WORK INSTRUCTIONS
Copy every line of the entries below into a numbered list. Skip blank lines and leave out the pictures.
-------- DATASET CONTENT
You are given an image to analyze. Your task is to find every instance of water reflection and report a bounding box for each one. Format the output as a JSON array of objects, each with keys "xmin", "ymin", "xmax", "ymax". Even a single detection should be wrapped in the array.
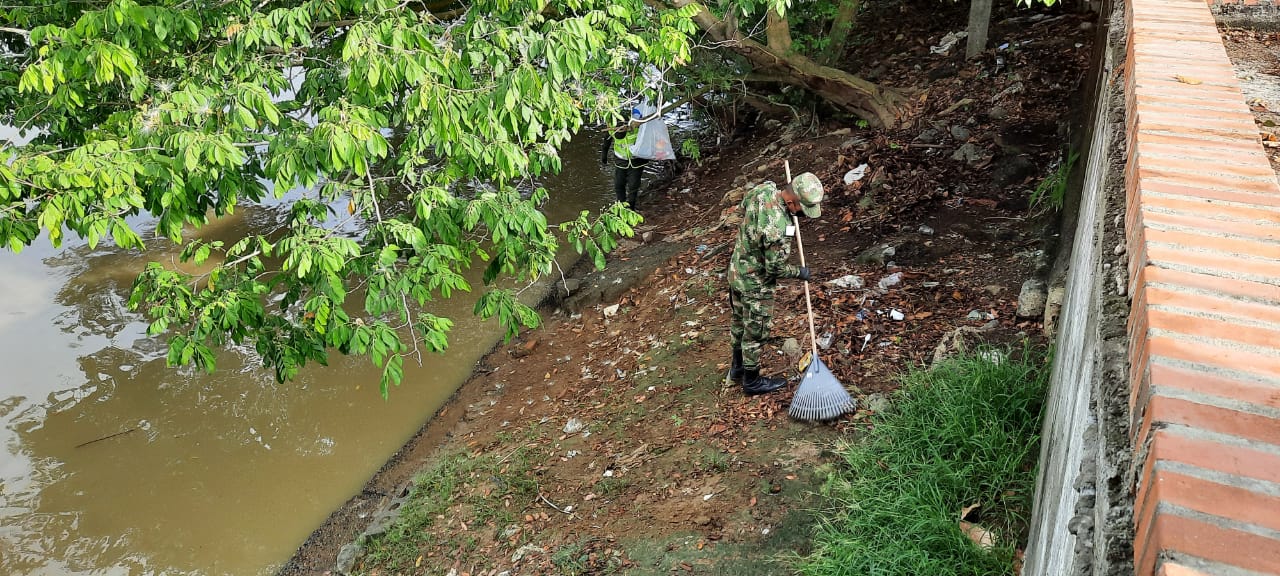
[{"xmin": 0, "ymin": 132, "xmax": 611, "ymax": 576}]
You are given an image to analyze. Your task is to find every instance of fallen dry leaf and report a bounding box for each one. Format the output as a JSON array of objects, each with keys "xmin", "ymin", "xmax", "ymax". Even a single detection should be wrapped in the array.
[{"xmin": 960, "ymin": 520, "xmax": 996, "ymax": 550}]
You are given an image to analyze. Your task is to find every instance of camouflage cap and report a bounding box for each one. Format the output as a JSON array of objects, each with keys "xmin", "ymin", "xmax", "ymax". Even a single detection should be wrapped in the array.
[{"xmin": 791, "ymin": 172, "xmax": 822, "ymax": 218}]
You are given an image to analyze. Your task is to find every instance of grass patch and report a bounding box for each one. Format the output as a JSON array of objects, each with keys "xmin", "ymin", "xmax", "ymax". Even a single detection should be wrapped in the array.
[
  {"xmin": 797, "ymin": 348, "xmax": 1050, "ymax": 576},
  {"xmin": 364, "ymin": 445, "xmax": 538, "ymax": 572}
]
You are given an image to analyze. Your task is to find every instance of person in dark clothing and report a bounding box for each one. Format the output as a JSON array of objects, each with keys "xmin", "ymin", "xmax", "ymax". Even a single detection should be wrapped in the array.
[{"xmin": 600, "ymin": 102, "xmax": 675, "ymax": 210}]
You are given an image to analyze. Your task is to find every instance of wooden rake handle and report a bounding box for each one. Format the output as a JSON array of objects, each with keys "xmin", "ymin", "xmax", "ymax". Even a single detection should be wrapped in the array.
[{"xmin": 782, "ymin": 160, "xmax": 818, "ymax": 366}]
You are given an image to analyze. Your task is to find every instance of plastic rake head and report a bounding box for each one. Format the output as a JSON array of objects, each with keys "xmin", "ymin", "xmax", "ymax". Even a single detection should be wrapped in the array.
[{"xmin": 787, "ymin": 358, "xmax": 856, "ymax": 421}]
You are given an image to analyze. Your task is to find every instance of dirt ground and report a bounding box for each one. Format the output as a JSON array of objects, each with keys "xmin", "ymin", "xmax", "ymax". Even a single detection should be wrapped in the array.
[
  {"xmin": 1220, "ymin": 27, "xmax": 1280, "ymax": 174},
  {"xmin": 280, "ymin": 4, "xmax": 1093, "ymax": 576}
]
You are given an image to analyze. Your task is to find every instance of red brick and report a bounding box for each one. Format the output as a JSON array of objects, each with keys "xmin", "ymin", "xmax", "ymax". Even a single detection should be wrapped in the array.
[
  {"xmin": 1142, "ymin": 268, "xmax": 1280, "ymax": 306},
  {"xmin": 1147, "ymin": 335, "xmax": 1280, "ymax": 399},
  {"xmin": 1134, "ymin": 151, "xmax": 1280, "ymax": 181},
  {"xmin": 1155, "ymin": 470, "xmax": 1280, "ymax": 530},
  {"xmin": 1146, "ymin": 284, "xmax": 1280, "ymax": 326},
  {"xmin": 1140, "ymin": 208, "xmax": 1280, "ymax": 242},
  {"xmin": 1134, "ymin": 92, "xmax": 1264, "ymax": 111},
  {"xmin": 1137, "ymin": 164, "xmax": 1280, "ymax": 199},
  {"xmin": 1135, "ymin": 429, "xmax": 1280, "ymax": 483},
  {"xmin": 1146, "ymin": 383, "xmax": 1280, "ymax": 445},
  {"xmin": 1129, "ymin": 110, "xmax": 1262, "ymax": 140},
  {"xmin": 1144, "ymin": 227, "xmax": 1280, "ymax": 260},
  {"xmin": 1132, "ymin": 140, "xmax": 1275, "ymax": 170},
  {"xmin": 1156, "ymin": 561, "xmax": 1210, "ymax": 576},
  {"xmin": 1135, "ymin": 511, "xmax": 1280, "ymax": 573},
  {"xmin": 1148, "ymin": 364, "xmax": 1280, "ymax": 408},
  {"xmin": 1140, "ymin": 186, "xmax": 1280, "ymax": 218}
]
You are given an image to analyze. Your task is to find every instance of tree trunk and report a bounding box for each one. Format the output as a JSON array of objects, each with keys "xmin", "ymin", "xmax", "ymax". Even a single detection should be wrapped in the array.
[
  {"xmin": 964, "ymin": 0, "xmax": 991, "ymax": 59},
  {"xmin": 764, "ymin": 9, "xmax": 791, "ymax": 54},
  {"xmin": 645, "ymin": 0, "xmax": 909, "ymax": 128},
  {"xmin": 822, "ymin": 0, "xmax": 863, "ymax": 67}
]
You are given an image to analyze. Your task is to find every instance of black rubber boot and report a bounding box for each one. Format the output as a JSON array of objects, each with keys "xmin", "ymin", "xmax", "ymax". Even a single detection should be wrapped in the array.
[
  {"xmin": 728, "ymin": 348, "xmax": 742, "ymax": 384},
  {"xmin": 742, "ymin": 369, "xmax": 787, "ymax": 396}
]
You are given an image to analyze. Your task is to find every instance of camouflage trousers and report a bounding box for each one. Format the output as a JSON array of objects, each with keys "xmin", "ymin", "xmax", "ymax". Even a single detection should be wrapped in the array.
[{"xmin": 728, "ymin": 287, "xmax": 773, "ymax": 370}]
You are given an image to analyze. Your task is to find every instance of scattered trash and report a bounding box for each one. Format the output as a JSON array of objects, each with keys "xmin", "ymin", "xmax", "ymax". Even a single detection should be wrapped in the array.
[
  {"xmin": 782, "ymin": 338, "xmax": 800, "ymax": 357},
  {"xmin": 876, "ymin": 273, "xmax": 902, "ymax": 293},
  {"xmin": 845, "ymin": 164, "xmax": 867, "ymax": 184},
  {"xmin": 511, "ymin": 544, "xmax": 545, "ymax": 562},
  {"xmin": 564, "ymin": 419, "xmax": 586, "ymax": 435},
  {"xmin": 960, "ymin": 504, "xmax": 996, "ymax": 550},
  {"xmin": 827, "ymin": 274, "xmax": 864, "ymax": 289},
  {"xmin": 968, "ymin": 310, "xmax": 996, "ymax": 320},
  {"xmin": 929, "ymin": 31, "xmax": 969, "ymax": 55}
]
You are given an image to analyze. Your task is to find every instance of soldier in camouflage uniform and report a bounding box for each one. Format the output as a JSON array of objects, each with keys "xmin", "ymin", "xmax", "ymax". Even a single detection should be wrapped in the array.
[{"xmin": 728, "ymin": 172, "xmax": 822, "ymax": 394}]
----------------
SOLUTION FOR THIS PROBLEM
1. You are given an image to analyze. Your task is to find every instance of water reflection and report a bounding box for each one. Format the output as a JSON array of objects, each with keys "xmin", "ymin", "xmax", "ymax". Even a single detection should be wrapped in the array.
2. [{"xmin": 0, "ymin": 132, "xmax": 611, "ymax": 576}]
3. You are given an image to analyze. Your task is to find every instance of fallen dry leaf and report a bounding box for each one. Format the output as a JSON array of objects, each with keys "xmin", "ymin", "xmax", "ymax". Even a single detection should be wrapped in the array.
4. [{"xmin": 960, "ymin": 520, "xmax": 996, "ymax": 550}]
5. You are given an image to analyze. Your task is to find every instance of camouflage cap and report a bounding box for each one. Format the output as a JSON array of objects, each with keys "xmin", "ymin", "xmax", "ymax". Even a single detection should be wrapped in the array.
6. [{"xmin": 791, "ymin": 172, "xmax": 822, "ymax": 218}]
7. You are given an image to analyze. Your task is to find every instance of grass patch and report a bounding box for each one. Format the output as a JSON array of objects, each with keys "xmin", "ymin", "xmax", "ymax". Even a single detection should be wrapped in the array.
8. [
9.   {"xmin": 797, "ymin": 348, "xmax": 1050, "ymax": 576},
10.   {"xmin": 364, "ymin": 445, "xmax": 538, "ymax": 572}
11. ]
12. You are given an image to analyze. Your task is to find every instance of person in dark clothing and report a bounding box for each one. Format the output as a JSON array of objects, each with keys "xmin", "ymin", "xmax", "ymax". Even a single detection should be wrapped in the array.
13. [{"xmin": 600, "ymin": 102, "xmax": 675, "ymax": 210}]
14. You are given an image to analyze. Your task is to find every instance of wooden rake handle and report a bounding box for each one. Format the output as a JSON array of objects, each with keys "xmin", "ymin", "xmax", "ymax". Even a single detection should be wrapped in the array.
15. [{"xmin": 782, "ymin": 160, "xmax": 818, "ymax": 366}]
16. You are given an image to analyze. Your task is to find every instance of plastic rake head and report a bounding box for each one. Format the output as a JSON array of objects, each with keys "xmin", "ymin", "xmax", "ymax". Even a single detection should be wrapped in the array.
17. [{"xmin": 787, "ymin": 358, "xmax": 856, "ymax": 421}]
18. You are given an image to analyze. Your task is to find every instance of dirt ground and report a bounding box for each one. Format the output as a JSON array of objects, each with keys "xmin", "ymin", "xmax", "ymax". Even a single detection should be wrapped in the array.
19. [
20.   {"xmin": 1220, "ymin": 27, "xmax": 1280, "ymax": 174},
21.   {"xmin": 280, "ymin": 4, "xmax": 1093, "ymax": 576}
22. ]
23. You are given an image to analyze. Your task is to find every instance of red brick and report a bounding box for each one. Format the output as a JSON array of objects, each with keys "xmin", "ymin", "xmax", "ymax". Even a single detection should be wrapped in the array.
24. [
25.   {"xmin": 1142, "ymin": 268, "xmax": 1280, "ymax": 306},
26.   {"xmin": 1147, "ymin": 335, "xmax": 1280, "ymax": 399},
27.   {"xmin": 1134, "ymin": 151, "xmax": 1280, "ymax": 181},
28.   {"xmin": 1155, "ymin": 470, "xmax": 1280, "ymax": 530},
29.   {"xmin": 1146, "ymin": 284, "xmax": 1280, "ymax": 326},
30.   {"xmin": 1140, "ymin": 208, "xmax": 1280, "ymax": 242},
31.   {"xmin": 1134, "ymin": 92, "xmax": 1264, "ymax": 111},
32.   {"xmin": 1137, "ymin": 164, "xmax": 1280, "ymax": 199},
33.   {"xmin": 1135, "ymin": 429, "xmax": 1280, "ymax": 483},
34.   {"xmin": 1146, "ymin": 383, "xmax": 1280, "ymax": 445},
35.   {"xmin": 1129, "ymin": 110, "xmax": 1262, "ymax": 140},
36.   {"xmin": 1144, "ymin": 227, "xmax": 1280, "ymax": 260},
37.   {"xmin": 1132, "ymin": 140, "xmax": 1275, "ymax": 170},
38.   {"xmin": 1156, "ymin": 561, "xmax": 1210, "ymax": 576},
39.   {"xmin": 1135, "ymin": 511, "xmax": 1280, "ymax": 573},
40.   {"xmin": 1148, "ymin": 364, "xmax": 1280, "ymax": 408},
41.   {"xmin": 1140, "ymin": 186, "xmax": 1280, "ymax": 218}
42. ]
43. You are given an image to analyze. Your task is to find every instance of tree trunk and report a bounding box for each one. Format the output as a JSON array of objects, each with keys "xmin", "ymin", "xmax", "ymax". Even a single detection should be wrapped in the array.
44. [
45.   {"xmin": 964, "ymin": 0, "xmax": 991, "ymax": 59},
46.   {"xmin": 764, "ymin": 9, "xmax": 791, "ymax": 54},
47.   {"xmin": 645, "ymin": 0, "xmax": 909, "ymax": 128},
48.   {"xmin": 822, "ymin": 0, "xmax": 863, "ymax": 67}
49. ]
50. You are given an image to analyze. Your task is to find every instance of black rubber boot and report a bounding box for each one. Format the output as a JSON array of objects, each with keys "xmin", "ymin", "xmax", "ymax". Even a single detection should be wrapped in the array.
51. [
52.   {"xmin": 728, "ymin": 348, "xmax": 742, "ymax": 384},
53.   {"xmin": 742, "ymin": 369, "xmax": 787, "ymax": 396}
54. ]
55. You are given an image to analyze. Your task is to find every instance of camouflage trousers and report a bounding box for each one. Format the output as a JSON array of objects, each with keys "xmin", "ymin", "xmax", "ymax". Even a single detection should be wrapped in the array.
56. [{"xmin": 728, "ymin": 287, "xmax": 773, "ymax": 370}]
57. You are given an image to analyze. Your task is to find every instance of scattered trash and report a bounding box for each one. Format the output as a JSON array of objects, each with keys "xmin", "ymin", "xmax", "ymax". Even a single detection should be wrapped in the array.
58. [
59.   {"xmin": 782, "ymin": 338, "xmax": 800, "ymax": 357},
60.   {"xmin": 876, "ymin": 273, "xmax": 902, "ymax": 293},
61.   {"xmin": 845, "ymin": 164, "xmax": 867, "ymax": 184},
62.   {"xmin": 511, "ymin": 544, "xmax": 545, "ymax": 562},
63.   {"xmin": 564, "ymin": 419, "xmax": 586, "ymax": 435},
64.   {"xmin": 960, "ymin": 504, "xmax": 996, "ymax": 550},
65.   {"xmin": 827, "ymin": 274, "xmax": 864, "ymax": 289},
66.   {"xmin": 968, "ymin": 310, "xmax": 996, "ymax": 320},
67.   {"xmin": 929, "ymin": 31, "xmax": 969, "ymax": 55}
68. ]
69. You are given an image to analyze. Your task is to find every instance of soldier in camouflage uniform and report a bounding box for each one. Format the output as a JSON array of objects, each with keys "xmin", "ymin", "xmax", "ymax". Even a single detection should be wrapped in the array.
70. [{"xmin": 728, "ymin": 172, "xmax": 822, "ymax": 394}]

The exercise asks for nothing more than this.